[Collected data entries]
[Start of Attachment]

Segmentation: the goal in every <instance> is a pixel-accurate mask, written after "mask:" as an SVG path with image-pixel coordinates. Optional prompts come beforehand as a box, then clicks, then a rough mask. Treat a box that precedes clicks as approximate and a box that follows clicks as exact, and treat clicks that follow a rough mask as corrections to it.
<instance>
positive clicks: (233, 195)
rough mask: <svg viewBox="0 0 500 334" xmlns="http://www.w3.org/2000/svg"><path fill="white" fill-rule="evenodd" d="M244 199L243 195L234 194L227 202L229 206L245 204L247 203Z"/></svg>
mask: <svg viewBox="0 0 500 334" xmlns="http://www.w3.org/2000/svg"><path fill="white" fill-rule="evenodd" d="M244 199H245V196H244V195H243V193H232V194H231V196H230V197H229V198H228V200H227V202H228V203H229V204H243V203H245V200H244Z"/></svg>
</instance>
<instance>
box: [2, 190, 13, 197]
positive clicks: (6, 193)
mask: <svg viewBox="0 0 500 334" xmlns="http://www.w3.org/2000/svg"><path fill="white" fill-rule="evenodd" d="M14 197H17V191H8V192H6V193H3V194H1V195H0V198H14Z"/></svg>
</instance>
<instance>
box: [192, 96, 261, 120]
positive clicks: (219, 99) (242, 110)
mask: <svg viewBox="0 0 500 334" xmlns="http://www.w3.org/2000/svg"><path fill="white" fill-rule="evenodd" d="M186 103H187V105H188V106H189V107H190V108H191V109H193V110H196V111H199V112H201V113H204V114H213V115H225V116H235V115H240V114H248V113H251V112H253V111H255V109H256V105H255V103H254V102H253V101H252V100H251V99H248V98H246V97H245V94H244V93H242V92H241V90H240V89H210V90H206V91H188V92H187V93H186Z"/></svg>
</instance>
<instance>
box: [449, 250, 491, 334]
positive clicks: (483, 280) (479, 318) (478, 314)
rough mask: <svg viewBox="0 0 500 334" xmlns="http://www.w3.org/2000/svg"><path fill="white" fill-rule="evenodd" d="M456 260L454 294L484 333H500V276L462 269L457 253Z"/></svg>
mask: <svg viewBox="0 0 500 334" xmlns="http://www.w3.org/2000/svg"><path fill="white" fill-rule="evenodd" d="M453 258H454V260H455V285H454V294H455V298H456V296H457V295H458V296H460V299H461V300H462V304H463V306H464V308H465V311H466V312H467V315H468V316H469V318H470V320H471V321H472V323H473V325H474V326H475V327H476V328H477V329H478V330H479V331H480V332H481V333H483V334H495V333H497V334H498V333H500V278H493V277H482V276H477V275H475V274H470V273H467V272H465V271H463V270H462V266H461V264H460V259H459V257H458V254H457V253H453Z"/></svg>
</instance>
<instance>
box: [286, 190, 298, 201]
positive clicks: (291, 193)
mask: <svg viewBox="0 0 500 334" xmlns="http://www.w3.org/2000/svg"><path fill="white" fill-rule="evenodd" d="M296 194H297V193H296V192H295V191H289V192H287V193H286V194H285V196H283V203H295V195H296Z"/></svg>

[End of Attachment]
[Start of Attachment]

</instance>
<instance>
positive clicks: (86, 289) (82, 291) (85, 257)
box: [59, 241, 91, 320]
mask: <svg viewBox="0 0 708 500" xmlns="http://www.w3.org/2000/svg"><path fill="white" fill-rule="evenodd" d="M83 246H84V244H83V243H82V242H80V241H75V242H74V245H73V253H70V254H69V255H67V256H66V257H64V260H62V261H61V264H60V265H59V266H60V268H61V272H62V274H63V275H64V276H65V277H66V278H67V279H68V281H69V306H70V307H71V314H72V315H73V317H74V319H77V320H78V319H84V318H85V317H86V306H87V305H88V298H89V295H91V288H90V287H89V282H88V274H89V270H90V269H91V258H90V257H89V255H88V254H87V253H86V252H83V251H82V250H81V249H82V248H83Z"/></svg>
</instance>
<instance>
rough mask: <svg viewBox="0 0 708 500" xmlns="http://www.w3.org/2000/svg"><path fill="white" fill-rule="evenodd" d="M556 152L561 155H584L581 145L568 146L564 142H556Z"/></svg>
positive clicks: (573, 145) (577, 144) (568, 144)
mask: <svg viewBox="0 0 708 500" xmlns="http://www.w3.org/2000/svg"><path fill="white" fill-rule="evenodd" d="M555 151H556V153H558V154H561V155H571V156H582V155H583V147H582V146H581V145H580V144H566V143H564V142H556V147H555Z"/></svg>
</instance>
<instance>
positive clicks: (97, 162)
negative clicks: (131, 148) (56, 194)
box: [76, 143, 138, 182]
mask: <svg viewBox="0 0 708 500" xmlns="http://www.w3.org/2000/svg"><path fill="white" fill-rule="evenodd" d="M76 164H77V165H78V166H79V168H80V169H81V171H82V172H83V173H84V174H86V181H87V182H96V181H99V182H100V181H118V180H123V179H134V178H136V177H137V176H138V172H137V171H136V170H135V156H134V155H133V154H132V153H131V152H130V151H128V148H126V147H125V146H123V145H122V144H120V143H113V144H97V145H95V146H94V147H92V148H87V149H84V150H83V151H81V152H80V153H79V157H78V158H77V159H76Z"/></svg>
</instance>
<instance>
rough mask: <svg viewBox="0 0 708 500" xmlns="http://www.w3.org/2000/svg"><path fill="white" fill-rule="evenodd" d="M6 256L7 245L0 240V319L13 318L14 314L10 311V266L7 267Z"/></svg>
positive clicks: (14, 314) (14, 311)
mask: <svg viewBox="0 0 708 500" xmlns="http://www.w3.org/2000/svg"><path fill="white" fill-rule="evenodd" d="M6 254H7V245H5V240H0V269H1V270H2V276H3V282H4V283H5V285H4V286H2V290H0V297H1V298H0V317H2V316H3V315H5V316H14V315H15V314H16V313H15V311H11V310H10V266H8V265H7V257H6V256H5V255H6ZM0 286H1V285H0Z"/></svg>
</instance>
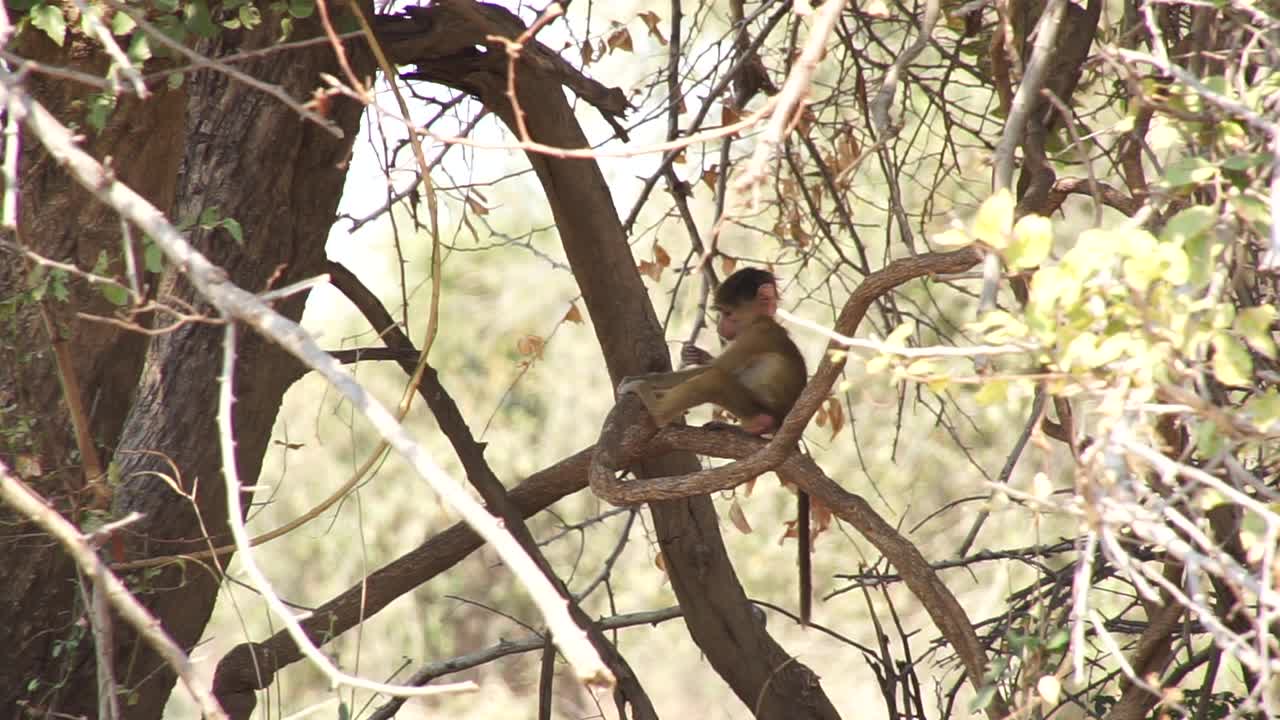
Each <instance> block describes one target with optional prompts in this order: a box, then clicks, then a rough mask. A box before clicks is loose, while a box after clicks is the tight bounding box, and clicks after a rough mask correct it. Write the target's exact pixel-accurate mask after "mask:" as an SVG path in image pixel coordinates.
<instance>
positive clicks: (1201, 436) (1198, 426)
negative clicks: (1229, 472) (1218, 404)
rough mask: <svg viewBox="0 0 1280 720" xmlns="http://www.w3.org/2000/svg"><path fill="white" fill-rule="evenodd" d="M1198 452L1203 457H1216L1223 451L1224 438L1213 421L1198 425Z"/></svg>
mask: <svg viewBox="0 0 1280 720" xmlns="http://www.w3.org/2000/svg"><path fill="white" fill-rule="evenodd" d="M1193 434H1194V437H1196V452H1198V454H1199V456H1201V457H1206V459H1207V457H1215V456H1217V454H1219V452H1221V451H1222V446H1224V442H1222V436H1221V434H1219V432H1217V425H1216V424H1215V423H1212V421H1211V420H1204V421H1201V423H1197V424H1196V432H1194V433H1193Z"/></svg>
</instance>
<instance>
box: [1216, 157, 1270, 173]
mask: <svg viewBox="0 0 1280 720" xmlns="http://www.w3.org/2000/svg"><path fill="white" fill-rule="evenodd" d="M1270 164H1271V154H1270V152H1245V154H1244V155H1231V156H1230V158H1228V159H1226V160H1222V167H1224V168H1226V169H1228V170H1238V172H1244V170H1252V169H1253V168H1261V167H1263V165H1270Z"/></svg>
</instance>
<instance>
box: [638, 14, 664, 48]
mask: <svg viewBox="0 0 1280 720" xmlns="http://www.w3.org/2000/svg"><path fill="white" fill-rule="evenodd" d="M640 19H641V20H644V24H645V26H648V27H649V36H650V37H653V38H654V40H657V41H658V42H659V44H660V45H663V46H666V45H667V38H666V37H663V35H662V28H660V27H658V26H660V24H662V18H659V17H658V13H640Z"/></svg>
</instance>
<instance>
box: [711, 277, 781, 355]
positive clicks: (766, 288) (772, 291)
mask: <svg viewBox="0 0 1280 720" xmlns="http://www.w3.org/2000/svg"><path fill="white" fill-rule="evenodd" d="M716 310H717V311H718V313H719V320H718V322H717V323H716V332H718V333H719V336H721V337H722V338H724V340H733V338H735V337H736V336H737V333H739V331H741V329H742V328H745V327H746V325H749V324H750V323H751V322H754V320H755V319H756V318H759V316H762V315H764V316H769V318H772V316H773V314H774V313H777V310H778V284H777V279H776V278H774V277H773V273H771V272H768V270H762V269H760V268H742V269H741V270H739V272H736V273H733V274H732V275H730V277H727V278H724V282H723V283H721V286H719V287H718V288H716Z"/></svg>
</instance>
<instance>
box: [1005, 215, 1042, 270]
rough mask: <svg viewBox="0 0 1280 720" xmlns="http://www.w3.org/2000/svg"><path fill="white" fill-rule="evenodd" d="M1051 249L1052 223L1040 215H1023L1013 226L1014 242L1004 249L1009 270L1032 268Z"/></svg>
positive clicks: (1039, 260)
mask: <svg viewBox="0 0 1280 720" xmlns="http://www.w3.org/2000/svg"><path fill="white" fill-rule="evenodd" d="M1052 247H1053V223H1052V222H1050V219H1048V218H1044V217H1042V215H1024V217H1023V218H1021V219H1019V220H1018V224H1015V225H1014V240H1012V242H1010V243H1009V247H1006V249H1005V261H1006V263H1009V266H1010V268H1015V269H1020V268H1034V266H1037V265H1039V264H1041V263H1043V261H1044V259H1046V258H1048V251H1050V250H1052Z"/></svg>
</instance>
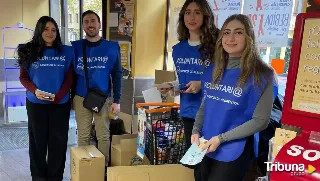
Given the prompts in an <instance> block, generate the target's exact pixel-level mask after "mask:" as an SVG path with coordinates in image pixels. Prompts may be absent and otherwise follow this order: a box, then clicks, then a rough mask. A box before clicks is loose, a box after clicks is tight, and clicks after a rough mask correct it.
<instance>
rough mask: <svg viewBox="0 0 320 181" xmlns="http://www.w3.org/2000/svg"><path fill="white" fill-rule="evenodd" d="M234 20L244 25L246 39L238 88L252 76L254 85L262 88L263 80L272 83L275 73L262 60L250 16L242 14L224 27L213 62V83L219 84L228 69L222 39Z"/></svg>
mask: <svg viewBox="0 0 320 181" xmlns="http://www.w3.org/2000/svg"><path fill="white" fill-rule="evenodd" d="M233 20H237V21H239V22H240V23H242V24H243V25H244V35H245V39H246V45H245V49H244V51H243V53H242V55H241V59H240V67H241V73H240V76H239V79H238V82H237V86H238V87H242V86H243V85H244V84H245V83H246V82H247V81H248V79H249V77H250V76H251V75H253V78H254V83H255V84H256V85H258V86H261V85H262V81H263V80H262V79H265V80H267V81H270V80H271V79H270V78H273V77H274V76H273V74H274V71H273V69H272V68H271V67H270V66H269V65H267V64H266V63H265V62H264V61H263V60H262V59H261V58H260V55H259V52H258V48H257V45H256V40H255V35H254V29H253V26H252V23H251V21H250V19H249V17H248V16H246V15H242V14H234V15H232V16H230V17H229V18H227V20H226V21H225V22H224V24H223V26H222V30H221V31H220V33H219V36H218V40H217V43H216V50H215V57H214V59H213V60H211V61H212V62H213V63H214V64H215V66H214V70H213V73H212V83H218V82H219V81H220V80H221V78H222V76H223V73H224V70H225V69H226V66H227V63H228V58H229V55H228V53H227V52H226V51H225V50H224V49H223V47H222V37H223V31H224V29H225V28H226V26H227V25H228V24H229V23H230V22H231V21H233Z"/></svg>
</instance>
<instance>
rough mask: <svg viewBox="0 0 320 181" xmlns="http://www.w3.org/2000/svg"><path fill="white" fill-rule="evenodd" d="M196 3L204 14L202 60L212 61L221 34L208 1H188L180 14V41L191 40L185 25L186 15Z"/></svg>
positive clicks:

[End of Attachment]
[Start of Attachment]

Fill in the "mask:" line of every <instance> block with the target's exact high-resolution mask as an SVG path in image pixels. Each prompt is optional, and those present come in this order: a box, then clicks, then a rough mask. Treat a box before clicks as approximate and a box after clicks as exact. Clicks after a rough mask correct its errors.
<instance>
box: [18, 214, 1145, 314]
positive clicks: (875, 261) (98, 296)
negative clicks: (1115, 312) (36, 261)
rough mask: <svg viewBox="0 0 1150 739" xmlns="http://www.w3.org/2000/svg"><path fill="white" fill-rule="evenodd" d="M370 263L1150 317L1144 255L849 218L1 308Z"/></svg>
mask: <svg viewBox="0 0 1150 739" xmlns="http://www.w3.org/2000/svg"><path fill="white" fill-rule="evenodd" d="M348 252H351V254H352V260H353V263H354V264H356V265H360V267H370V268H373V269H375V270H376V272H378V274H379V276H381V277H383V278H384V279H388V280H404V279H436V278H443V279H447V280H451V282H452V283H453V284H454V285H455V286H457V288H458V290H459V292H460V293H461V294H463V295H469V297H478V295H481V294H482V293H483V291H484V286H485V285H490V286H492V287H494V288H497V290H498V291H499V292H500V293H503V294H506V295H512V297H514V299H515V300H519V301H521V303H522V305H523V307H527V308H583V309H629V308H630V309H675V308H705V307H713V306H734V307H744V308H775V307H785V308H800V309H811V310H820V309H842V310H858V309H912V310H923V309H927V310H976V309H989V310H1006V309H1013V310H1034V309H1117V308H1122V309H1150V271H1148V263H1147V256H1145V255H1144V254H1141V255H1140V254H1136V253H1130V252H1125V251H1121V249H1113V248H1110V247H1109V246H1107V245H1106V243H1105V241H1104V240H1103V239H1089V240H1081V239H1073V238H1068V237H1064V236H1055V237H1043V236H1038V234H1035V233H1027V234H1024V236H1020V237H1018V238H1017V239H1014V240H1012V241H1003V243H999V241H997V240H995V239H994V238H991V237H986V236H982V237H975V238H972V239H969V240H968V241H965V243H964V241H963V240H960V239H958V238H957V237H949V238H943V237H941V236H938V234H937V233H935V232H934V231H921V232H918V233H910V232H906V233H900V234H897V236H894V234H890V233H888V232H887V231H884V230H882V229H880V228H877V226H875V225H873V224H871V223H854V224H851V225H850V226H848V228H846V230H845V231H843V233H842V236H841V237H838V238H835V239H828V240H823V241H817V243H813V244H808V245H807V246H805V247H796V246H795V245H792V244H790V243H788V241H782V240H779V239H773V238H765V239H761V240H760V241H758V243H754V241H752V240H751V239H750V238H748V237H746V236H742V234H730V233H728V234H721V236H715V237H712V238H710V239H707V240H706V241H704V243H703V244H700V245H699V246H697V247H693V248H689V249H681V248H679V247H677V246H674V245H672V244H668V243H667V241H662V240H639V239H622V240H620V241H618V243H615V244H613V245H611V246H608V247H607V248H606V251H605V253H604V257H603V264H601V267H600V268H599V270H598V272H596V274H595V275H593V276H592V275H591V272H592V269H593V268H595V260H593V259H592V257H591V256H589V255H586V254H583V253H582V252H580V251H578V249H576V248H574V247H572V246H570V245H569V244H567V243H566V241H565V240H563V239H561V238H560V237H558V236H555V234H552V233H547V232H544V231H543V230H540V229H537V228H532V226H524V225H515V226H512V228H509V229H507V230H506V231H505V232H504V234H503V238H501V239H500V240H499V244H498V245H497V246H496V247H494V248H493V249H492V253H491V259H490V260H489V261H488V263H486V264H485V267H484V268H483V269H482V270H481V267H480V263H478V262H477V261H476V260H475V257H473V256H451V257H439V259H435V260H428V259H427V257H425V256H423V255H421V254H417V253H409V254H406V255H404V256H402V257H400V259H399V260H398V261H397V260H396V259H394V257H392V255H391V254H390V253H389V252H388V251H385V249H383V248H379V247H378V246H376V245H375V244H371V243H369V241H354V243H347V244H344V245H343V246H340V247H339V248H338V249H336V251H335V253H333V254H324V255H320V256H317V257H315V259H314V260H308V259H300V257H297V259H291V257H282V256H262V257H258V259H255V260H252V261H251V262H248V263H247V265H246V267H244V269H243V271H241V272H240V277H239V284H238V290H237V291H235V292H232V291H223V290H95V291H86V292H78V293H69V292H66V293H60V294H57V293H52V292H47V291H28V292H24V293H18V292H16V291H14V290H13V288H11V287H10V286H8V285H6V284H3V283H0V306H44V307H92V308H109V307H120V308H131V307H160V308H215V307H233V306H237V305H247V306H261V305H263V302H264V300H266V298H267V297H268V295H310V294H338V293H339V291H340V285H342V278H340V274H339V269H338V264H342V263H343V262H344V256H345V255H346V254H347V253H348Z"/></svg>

[End of Attachment]

### What you will do
Show the lines of the records above that mention "negative".

### Task response
negative clicks: (131, 148) (56, 194)
negative clicks: (1229, 472) (1218, 404)
negative clicks: (1115, 312) (36, 261)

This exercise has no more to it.